### PROBLEM DETAILS
Rewrite every line of the listing below as a numbered list, leaving out the blank lines.

----------------------------------------

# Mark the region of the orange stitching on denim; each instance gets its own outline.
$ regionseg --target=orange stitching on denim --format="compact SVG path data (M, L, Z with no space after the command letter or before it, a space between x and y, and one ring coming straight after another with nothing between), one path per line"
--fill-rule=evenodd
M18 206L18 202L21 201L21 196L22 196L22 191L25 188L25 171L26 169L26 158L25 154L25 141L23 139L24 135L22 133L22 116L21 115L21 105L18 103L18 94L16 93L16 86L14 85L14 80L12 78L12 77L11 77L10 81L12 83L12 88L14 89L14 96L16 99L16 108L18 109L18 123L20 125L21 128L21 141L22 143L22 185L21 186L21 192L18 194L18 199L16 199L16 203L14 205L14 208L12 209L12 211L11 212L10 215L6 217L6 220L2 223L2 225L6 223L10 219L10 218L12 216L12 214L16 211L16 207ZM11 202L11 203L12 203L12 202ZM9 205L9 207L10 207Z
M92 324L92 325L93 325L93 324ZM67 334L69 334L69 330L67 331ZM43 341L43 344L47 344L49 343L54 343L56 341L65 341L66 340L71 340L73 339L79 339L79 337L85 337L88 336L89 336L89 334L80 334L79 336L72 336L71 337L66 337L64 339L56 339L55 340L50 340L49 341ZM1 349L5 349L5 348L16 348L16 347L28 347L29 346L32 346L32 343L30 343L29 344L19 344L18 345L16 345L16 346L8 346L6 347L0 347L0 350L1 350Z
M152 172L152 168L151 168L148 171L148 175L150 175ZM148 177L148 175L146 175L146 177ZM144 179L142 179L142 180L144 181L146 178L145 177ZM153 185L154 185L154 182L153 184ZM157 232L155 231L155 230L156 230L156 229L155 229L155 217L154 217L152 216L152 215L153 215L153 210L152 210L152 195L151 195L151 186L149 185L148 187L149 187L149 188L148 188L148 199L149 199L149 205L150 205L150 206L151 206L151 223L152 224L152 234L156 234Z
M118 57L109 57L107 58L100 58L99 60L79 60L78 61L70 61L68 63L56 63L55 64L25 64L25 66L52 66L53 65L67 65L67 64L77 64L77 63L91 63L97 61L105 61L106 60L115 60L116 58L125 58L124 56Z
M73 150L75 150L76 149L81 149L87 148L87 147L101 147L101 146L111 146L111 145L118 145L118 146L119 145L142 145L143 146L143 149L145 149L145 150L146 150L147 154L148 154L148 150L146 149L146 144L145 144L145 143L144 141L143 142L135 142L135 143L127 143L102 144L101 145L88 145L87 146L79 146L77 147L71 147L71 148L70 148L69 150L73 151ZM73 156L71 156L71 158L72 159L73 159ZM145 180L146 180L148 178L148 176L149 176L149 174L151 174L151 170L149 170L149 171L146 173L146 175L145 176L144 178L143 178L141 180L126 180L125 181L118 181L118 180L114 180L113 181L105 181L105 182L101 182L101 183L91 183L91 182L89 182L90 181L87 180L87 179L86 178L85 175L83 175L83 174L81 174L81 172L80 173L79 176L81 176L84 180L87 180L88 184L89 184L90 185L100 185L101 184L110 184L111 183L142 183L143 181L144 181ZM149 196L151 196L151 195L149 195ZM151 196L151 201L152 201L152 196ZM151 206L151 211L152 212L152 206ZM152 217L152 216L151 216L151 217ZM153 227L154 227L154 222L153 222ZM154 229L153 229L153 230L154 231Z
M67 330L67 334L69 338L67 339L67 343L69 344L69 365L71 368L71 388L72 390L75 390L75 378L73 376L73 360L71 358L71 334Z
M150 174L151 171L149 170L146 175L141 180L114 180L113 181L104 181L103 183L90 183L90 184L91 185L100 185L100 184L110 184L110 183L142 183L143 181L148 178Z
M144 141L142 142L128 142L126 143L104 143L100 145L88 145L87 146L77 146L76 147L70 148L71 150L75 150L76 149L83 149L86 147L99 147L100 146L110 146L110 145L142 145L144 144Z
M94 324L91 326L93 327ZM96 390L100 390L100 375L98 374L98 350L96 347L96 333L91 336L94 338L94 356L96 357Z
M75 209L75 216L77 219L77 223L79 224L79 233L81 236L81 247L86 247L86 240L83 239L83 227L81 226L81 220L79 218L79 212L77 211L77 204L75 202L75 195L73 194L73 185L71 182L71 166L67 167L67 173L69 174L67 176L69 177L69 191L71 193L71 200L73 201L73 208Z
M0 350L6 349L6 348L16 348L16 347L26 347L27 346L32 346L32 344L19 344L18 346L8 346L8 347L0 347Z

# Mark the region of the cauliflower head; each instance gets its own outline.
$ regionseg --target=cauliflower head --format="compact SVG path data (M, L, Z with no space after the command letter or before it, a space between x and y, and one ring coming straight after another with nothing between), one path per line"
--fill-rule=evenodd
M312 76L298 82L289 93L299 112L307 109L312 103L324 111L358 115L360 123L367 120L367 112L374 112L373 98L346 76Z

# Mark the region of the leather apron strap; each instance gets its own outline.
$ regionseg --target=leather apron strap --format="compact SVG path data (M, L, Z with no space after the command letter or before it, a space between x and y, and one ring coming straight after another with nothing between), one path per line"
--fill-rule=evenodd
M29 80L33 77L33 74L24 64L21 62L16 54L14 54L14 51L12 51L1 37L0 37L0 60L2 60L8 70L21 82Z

----------------------------------------

### THE OUTPUT
1. # Mark the region of the orange stitching on denim; each instance gets its own outline.
2. $ regionseg --target=orange stitching on denim --format="compact SVG path data (M, L, Z with no space after the command letter or before it, a space between x and y, and one ring coming straight after another with nothing between), one path per line"
3. --fill-rule=evenodd
4. M18 206L18 202L21 201L21 196L22 196L22 191L25 188L25 171L26 169L26 158L25 154L25 141L23 139L24 135L22 133L22 116L21 115L21 105L18 103L18 94L16 93L16 86L14 85L14 80L12 78L12 77L11 77L10 81L12 83L12 88L14 89L14 96L16 99L16 108L18 109L18 123L20 125L21 128L21 141L22 143L22 185L21 186L21 192L18 194L18 199L16 199L16 203L14 205L14 208L12 209L12 211L11 212L10 215L6 217L6 220L2 223L2 225L6 223L10 219L10 218L12 216L12 214L16 211L16 207ZM11 202L11 203L12 203L12 202ZM9 205L9 207L10 207Z
5. M92 324L92 325L93 325L93 324ZM67 334L69 334L69 330L67 331ZM43 341L43 344L47 344L49 343L54 343L56 341L65 341L66 340L71 340L73 339L79 339L79 337L85 337L88 336L89 336L89 334L80 334L79 336L72 336L71 337L66 337L64 339L56 339L55 340L50 340L49 341ZM1 349L5 349L5 348L16 348L16 347L28 347L29 346L32 346L32 343L30 343L29 344L19 344L18 345L16 345L16 346L8 346L6 347L0 347L0 350L1 350Z
6. M152 172L152 168L151 168L148 171L148 175L150 175ZM148 177L148 175L146 175L146 177ZM144 179L142 179L142 180L144 181L146 178L145 177ZM153 185L154 185L154 182L153 184ZM157 232L155 231L155 230L156 230L156 229L155 229L155 217L154 217L152 216L152 215L153 215L153 210L152 210L152 195L151 195L151 186L149 185L148 187L149 187L149 188L148 188L148 199L149 199L149 205L150 205L150 206L151 206L151 223L152 224L152 234L156 234Z
7. M118 57L109 57L107 58L100 58L99 60L79 60L78 61L70 61L68 63L56 63L55 64L25 64L25 66L52 66L53 65L67 65L67 64L77 64L77 63L91 63L97 61L105 61L106 60L115 60L116 58L125 58L124 56Z
8. M73 150L75 150L76 149L81 149L87 148L87 147L101 147L101 146L111 146L111 145L118 145L118 146L119 145L142 145L143 146L143 149L145 149L145 150L146 150L147 154L148 154L148 150L146 149L146 144L145 144L145 143L144 141L143 142L135 142L135 143L127 143L102 144L101 145L88 145L87 146L79 146L77 147L71 147L71 148L70 148L69 150L73 151ZM73 156L71 156L71 158L72 159L73 159ZM145 180L146 180L148 178L148 176L149 176L149 174L151 174L151 170L149 170L149 171L146 173L146 175L145 176L144 178L143 178L141 180L126 180L125 181L118 181L118 180L114 180L113 181L105 181L105 182L101 182L101 183L91 183L91 182L89 182L90 181L87 180L87 179L86 178L85 175L83 175L83 174L81 174L81 172L80 173L79 176L81 176L84 180L87 180L88 184L89 184L90 185L100 185L101 184L110 184L111 183L142 183L143 181L144 181ZM149 196L151 196L151 195L149 195ZM151 196L151 201L152 201L152 196ZM151 206L151 211L152 212L152 206ZM152 217L152 216L151 216L151 217ZM153 227L154 227L154 222L153 222ZM154 229L153 229L153 230L154 231Z
9. M67 330L67 334L69 338L67 339L67 343L69 344L69 365L71 368L71 388L72 390L75 390L75 378L73 376L73 360L71 358L71 334Z
10. M150 174L151 171L149 170L146 175L141 180L114 180L113 181L104 181L103 183L90 183L90 184L91 185L100 185L100 184L110 184L110 183L142 183L143 181L148 178Z
11. M144 141L142 142L128 142L126 143L104 143L100 145L88 145L87 146L77 146L76 147L70 148L71 150L75 150L76 149L83 149L86 147L99 147L100 146L110 146L110 145L142 145L144 144Z
12. M94 324L91 326L93 327ZM96 390L100 390L100 375L98 374L98 350L96 347L96 333L91 336L94 338L94 356L96 357Z
13. M75 209L75 216L77 219L77 223L79 224L79 233L81 236L81 247L86 247L86 240L83 239L83 227L81 226L81 220L79 218L79 212L77 211L77 204L75 202L75 195L73 194L73 185L71 182L71 166L67 167L67 173L69 174L67 176L69 177L69 191L71 193L71 200L73 201L73 208Z
14. M0 350L6 349L6 348L16 348L16 347L26 347L27 346L32 346L32 344L19 344L18 346L8 346L8 347L0 347Z
15. # Mark the region of the cauliflower head; each instance gets its own outline.
16. $ regionseg --target=cauliflower head --format="compact SVG path data (M, L, Z with no space after the command letter or before it, a space between x and y, and one ring coming straight after another with nothing between), one path per line"
17. --fill-rule=evenodd
18. M312 76L298 82L289 93L299 112L307 109L312 103L324 111L358 115L360 123L367 120L367 112L374 112L373 98L346 76Z
19. # Mark the region of the leather apron strap; each instance gets its own outline.
20. $ regionseg --target=leather apron strap --format="compact SVG path data (M, L, Z with no space after the command letter or before it, a space between x and y, and one ring coming straight after another with nothing between), one path per line"
21. --fill-rule=evenodd
22. M29 80L33 77L33 74L24 64L21 62L16 54L14 54L14 51L12 51L1 37L0 37L0 60L2 60L8 70L21 82Z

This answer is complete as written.